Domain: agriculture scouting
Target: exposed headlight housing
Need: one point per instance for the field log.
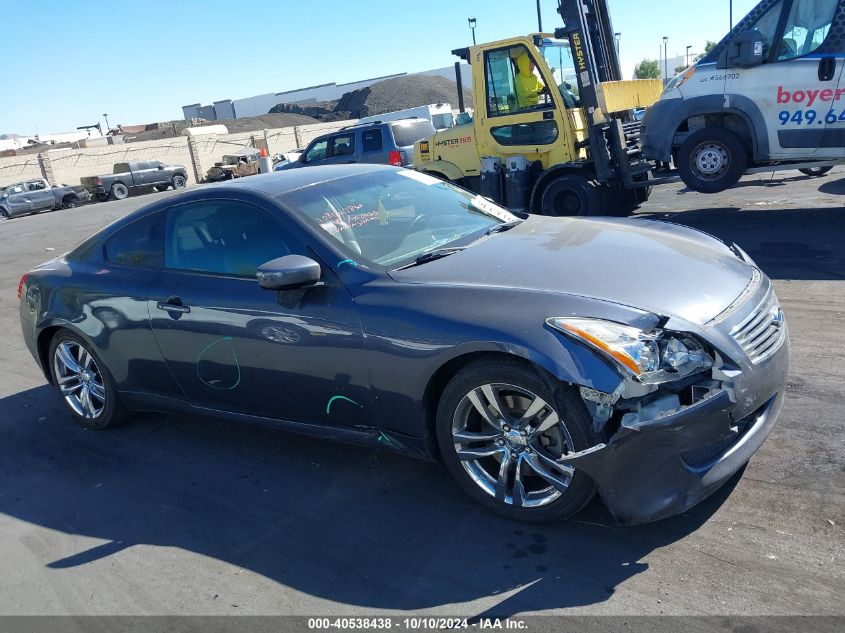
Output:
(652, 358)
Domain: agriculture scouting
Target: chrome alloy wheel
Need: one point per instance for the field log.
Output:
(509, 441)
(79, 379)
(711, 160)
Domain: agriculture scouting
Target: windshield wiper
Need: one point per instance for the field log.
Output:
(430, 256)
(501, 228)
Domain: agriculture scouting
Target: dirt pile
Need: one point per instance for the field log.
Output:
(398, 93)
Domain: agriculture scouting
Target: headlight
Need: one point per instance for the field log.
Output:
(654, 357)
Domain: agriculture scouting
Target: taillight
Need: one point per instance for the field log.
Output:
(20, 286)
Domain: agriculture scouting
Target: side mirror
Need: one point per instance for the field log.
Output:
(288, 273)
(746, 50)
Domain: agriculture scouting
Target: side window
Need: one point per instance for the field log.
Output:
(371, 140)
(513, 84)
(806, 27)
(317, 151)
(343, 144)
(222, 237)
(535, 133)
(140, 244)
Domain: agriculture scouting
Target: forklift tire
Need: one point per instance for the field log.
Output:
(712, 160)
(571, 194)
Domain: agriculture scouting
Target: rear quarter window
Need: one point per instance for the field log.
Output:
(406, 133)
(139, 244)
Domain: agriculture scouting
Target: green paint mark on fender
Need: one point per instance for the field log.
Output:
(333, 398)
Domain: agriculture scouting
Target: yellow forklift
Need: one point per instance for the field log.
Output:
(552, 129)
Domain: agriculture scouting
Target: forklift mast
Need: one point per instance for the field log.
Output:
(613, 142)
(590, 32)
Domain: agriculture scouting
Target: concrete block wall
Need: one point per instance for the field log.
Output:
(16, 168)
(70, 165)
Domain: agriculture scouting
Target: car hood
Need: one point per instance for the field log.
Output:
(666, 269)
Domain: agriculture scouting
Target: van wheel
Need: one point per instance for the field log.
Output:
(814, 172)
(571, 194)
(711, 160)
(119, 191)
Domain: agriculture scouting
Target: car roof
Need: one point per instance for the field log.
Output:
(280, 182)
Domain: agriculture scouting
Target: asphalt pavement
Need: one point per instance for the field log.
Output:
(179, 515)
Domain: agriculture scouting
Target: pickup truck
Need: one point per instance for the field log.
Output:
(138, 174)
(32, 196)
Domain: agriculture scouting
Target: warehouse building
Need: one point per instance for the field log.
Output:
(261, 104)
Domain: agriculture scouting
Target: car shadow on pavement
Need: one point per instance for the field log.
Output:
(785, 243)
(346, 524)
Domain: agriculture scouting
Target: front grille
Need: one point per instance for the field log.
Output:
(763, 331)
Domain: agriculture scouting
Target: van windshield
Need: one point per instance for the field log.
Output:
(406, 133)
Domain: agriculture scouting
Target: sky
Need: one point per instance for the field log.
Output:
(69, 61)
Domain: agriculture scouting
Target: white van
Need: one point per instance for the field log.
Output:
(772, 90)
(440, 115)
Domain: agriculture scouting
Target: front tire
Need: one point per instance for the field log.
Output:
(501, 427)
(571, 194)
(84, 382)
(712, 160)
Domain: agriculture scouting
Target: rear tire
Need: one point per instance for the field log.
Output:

# What this task involves
Your task is to transcribe all of the records precisely, with no images included.

# Task solution
Domain: agriculture scouting
Target: exposed headlight housing
Need: one point per instance for the field log.
Output:
(652, 358)
Domain: agriculture scouting
Target: chrome alloy wheel
Need: one point per instance for the field log.
Output:
(509, 441)
(79, 379)
(711, 160)
Domain: agriculture scouting
Target: windshield wiper
Need: one point per instance for the field log.
Output:
(430, 256)
(501, 228)
Domain: agriculture scouting
Target: dirt pile
Need: one point per instance for the field log.
Output:
(398, 93)
Domain: agriculture scouting
Target: headlight
Need: one point per instance for the field log.
Output:
(654, 357)
Domain: agriculture scouting
Target: taillight
Need: one point per instance for the field log.
Output:
(20, 286)
Domain: agriculture scouting
Target: side mirror
Need: one point per instance for the field log.
Output:
(288, 273)
(746, 50)
Domain: agriculture scouting
Target: side window
Need: one point per instance for the field log.
Output:
(371, 140)
(513, 84)
(806, 27)
(317, 151)
(343, 144)
(222, 237)
(535, 133)
(140, 244)
Domain: agriculture scouting
Target: forklift tire
Need: one point per instance for the field log.
Output:
(712, 160)
(571, 194)
Domain: agriculture scouting
Target: rear quarter window
Need: one point per instance for the field log.
Output:
(406, 133)
(139, 244)
Domain: agriculture scouting
Target: green paint mark on fender
Need: one point per instance for the field log.
Output:
(333, 398)
Domain: agriculture scouting
Target: yellow forklift
Need: one point per instance for the field log.
Output:
(552, 129)
Domain: agriculture scouting
Target: forklift mast
Need: one point per instance for the field log.
Output:
(613, 142)
(590, 32)
Domain: agriculture scouting
Target: concrete block wall
Need: one point per instance for the field log.
Output:
(16, 168)
(70, 165)
Domain: agriculture scouting
Target: car hood
Need: one point per instance for the field log.
Output:
(666, 269)
Domain: agriculture scouting
Target: van wheel
Need: one point per instance for the field log.
Output:
(814, 172)
(571, 194)
(711, 160)
(119, 191)
Domain: agriculture scouting
Target: car roof
Need: one point per instance for the field log.
Output:
(280, 182)
Domain: agriculture scouting
Target: asphalt pavement
Need: one point per instance for the field log.
Output:
(179, 515)
Domain: agriculture scouting
Target: pickup truck
Need: one point per instance for the field log.
Output:
(138, 174)
(32, 196)
Domain: agriculture scouting
Target: warehouse building
Need: one point per instance for the field log.
Output:
(261, 104)
Domain: agriculture scouting
Target: car shadow on pavement
Need: one point per instance for the field log.
Output:
(785, 243)
(346, 524)
Domain: agriculture scouting
Target: front grille
Need: one point per instance for the field log.
Output:
(763, 331)
Domain: agriculture scouting
Target: van windshield
Need: one point per instance for the field log.
Output:
(406, 133)
Domain: agriculture scouting
Target: sky
Need: one point per instance for the field log.
Output:
(69, 61)
Domain: agriculture scouting
Target: white van
Need: one point per instance for the field log.
Output:
(772, 90)
(440, 115)
Domain: agriculture scouting
Target: front tire
Need: one point per instance for the field log.
Output:
(501, 427)
(571, 194)
(84, 382)
(712, 160)
Domain: agriculture scouting
Target: rear tire
Need: one point per instance for the field log.
Output:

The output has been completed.